### Provided passage
....................

Red Christmas (2016) Australia
Written & Directed by Craig Anderson
Runtime 81 minutes
Thanks to the generous folks at Artsploitation I was allowed access to this before it’s release. Alas life happened, as it so often does, and I didn’t manage to view it until after it was unleashed upon the unsuspecting public. Nevertheless, after viewing I feel it’s my duty to utter a few words and stand by my promise that I would formulate something comprising a review. Without losing myself down the predictable meandering path (that I usually get drawn inexorably towards that honestly has little to do with anything) I shall endeavor to make sense of my hastily scribbled notes in order that I may send yet another celluloid review to my editor.
In Red Christmas the delightful Dee Wallace (Critters, The Howling, ET, Cujo and a slew of other notable genre standouts) leads the cast and the family into a holiday gathering that delivers more than the typical clashing of values, ideals, dysfunctional family dynamic and the merriment often associated with the consumption of large amounts of alcohol and carved up sluces of fresh-from-the-oven flightless birds.
Among said gathering is a myriad ensemble of characters that give the film an over abundance of charm and numerous dialogue exchanges that are truly unforgettable. From a particularly nasty argument over where to place a lemon meringue pie after ‘breaking its seal’ to the stand in father figure who continues to blunder his choice of epithets (…”Christ!. Fuck! Sorry Father!…”) in front of his ‘daughter’s’ spouse, a pastor. To the unmistakably pregnant second daughter who likes to point out that Dianes, played by Dee Wallace, decisions with the monies from the sale of the family home (too many spoilers already? My bad!) are hasty and altogether selfish all while she drinks and smokes with no regard for the livelihood of growing life within her womb. I cannot neglect to mention a standout character, the pastor, Peter portrayed wonderfully by David Collins (of the frenetic childrens television The Upside Down Show fame), who displays his innermost forbidden ‘desires’ none too secretively with an awkward grace to say the least.

....................

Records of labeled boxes
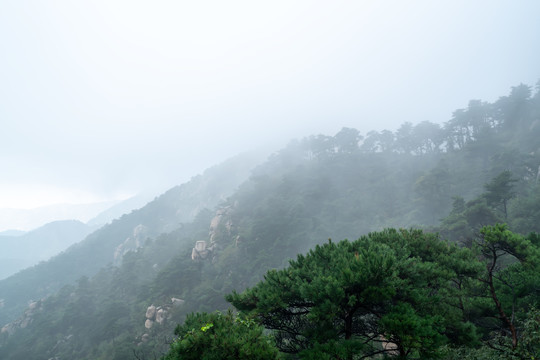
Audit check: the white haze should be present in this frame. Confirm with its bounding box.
[0,0,540,231]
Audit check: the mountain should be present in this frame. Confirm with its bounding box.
[0,153,260,324]
[0,201,117,231]
[0,85,540,359]
[0,220,94,280]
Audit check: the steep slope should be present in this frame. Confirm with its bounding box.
[0,153,259,324]
[0,220,95,280]
[0,83,540,359]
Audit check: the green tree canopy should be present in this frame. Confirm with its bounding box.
[163,311,280,360]
[227,229,480,358]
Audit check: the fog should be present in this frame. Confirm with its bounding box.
[0,0,540,231]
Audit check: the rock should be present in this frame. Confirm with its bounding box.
[146,305,156,320]
[171,298,186,306]
[156,309,167,325]
[191,240,210,260]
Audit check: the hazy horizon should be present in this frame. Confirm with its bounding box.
[0,0,540,231]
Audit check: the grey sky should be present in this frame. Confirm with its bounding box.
[0,0,540,219]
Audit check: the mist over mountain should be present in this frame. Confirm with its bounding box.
[0,84,540,360]
[0,201,120,231]
[0,220,95,280]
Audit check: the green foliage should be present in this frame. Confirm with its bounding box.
[163,310,280,360]
[227,229,479,358]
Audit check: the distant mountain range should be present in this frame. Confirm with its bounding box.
[0,220,95,279]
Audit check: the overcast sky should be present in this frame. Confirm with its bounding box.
[0,0,540,222]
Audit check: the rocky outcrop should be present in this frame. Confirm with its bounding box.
[191,206,239,261]
[144,297,184,329]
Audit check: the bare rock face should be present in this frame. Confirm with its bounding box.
[191,240,211,260]
[146,305,156,320]
[156,308,167,325]
[171,298,186,306]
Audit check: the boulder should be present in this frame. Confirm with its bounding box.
[171,298,186,306]
[146,305,156,320]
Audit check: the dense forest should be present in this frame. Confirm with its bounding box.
[0,82,540,360]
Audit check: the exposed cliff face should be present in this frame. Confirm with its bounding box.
[138,297,184,345]
[191,206,238,261]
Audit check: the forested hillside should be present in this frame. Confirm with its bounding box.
[0,84,540,359]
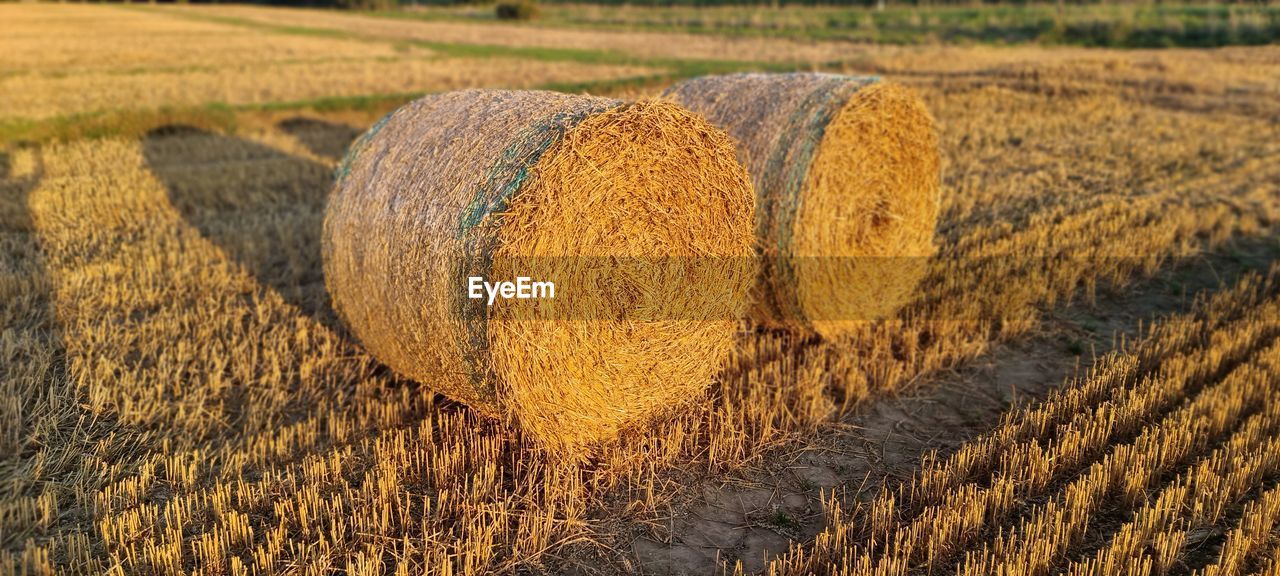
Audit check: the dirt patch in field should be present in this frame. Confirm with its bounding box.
[583,238,1280,575]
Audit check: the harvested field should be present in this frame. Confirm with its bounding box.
[0,5,1280,575]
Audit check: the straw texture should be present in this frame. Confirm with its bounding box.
[663,73,940,338]
[324,91,758,456]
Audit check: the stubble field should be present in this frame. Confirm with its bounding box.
[0,5,1280,575]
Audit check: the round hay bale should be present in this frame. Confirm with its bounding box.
[663,73,940,338]
[324,91,758,456]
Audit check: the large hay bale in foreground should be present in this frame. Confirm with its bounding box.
[664,73,940,338]
[324,91,758,456]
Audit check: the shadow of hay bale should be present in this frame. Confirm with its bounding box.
[142,124,344,333]
[275,116,361,161]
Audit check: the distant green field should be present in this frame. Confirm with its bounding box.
[385,0,1280,47]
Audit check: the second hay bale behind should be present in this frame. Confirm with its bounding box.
[664,73,940,338]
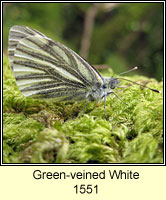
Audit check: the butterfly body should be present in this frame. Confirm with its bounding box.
[8,26,119,104]
[8,26,160,116]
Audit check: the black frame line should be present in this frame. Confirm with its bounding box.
[0,1,166,167]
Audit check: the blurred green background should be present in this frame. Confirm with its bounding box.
[3,3,164,81]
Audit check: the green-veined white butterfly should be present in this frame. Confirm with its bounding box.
[8,26,159,118]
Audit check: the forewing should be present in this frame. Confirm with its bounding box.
[8,26,102,101]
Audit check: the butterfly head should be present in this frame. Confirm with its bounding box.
[108,77,120,89]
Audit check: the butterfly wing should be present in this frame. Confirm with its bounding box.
[8,26,103,101]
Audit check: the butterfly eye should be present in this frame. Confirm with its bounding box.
[109,78,120,89]
[102,84,107,89]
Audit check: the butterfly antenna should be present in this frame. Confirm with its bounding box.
[118,66,138,76]
[117,78,161,93]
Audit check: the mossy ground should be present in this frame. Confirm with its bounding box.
[3,56,163,163]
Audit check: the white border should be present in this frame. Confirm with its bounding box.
[0,1,165,166]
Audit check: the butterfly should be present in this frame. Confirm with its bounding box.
[8,25,160,117]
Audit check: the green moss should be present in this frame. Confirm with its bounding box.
[3,56,163,163]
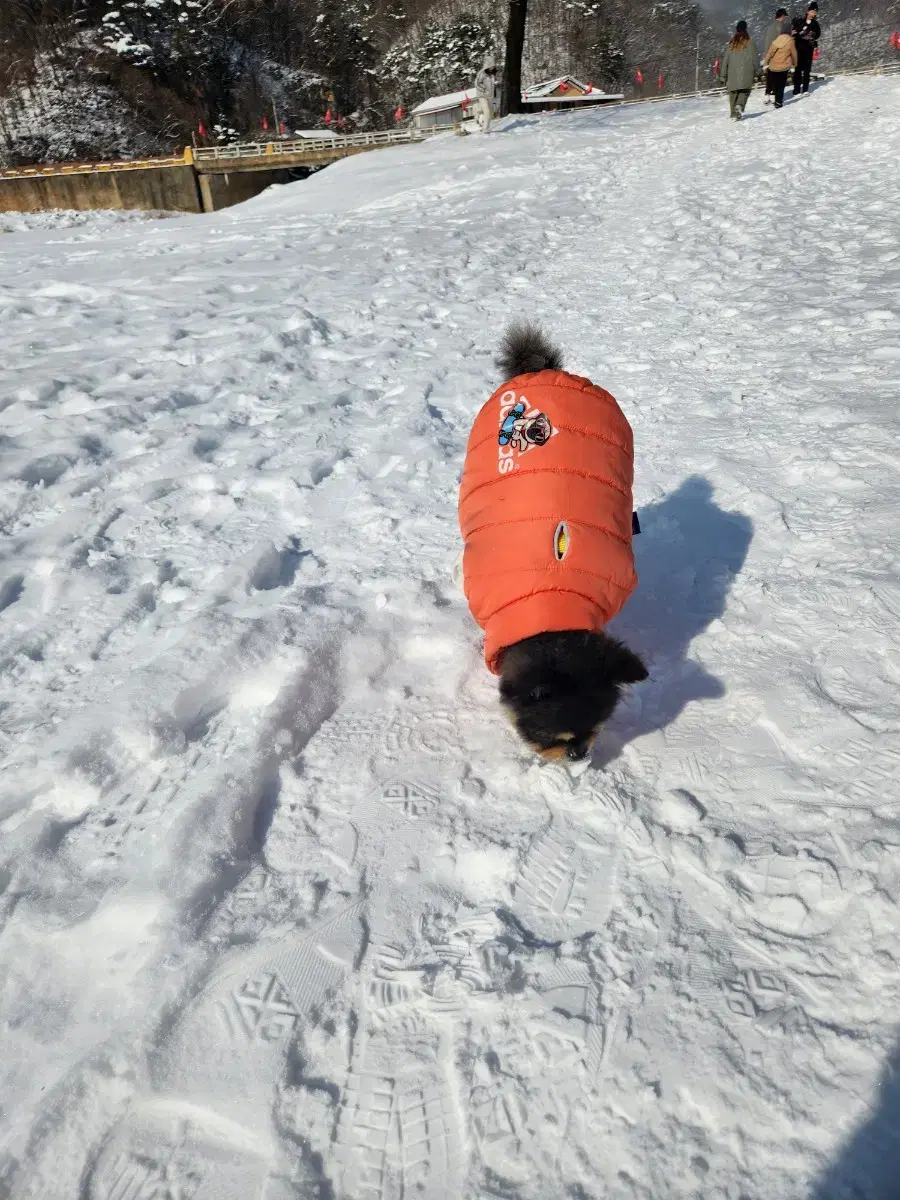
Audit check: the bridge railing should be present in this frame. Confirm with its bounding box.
[193,130,421,162]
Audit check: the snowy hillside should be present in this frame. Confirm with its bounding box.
[0,78,900,1200]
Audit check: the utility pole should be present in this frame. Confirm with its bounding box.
[694,34,700,95]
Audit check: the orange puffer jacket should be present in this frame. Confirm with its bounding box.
[460,371,637,674]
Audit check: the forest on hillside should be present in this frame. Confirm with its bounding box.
[0,0,900,164]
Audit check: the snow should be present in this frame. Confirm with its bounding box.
[0,209,173,238]
[0,78,900,1200]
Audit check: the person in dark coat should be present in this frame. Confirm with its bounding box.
[719,20,760,121]
[793,2,822,96]
[762,8,791,104]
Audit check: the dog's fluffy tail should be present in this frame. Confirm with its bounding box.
[497,322,563,379]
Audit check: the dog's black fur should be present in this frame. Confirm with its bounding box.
[497,324,647,760]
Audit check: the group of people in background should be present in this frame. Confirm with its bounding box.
[719,0,822,121]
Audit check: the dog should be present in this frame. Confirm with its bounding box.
[460,324,647,761]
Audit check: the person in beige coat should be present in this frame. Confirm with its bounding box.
[762,26,797,108]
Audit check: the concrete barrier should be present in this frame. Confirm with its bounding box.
[0,162,202,212]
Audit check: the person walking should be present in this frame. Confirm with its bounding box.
[793,0,822,96]
[721,20,760,121]
[762,8,791,104]
[762,21,797,108]
[475,54,497,133]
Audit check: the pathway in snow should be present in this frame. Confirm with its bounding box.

....................

### Tasks to complete
A - According to the Red Christmas review, who plays the pastor, Peter?
B - Reproduce verbatim the passage of the Red Christmas review from "Red Christmas (2016)" up to and including "to my editor.".

### Final results
A - David Collins

B -
Red Christmas (2016) Australia
Written & Directed by Craig Anderson
Runtime 81 minutes
Thanks to the generous folks at Artsploitation I was allowed access to this before it’s release. Alas life happened, as it so often does, and I didn’t manage to view it until after it was unleashed upon the unsuspecting public. Nevertheless, after viewing I feel it’s my duty to utter a few words and stand by my promise that I would formulate something comprising a review. Without losing myself down the predictable meandering path (that I usually get drawn inexorably towards that honestly has little to do with anything) I shall endeavor to make sense of my hastily scribbled notes in order that I may send yet another celluloid review to my editor.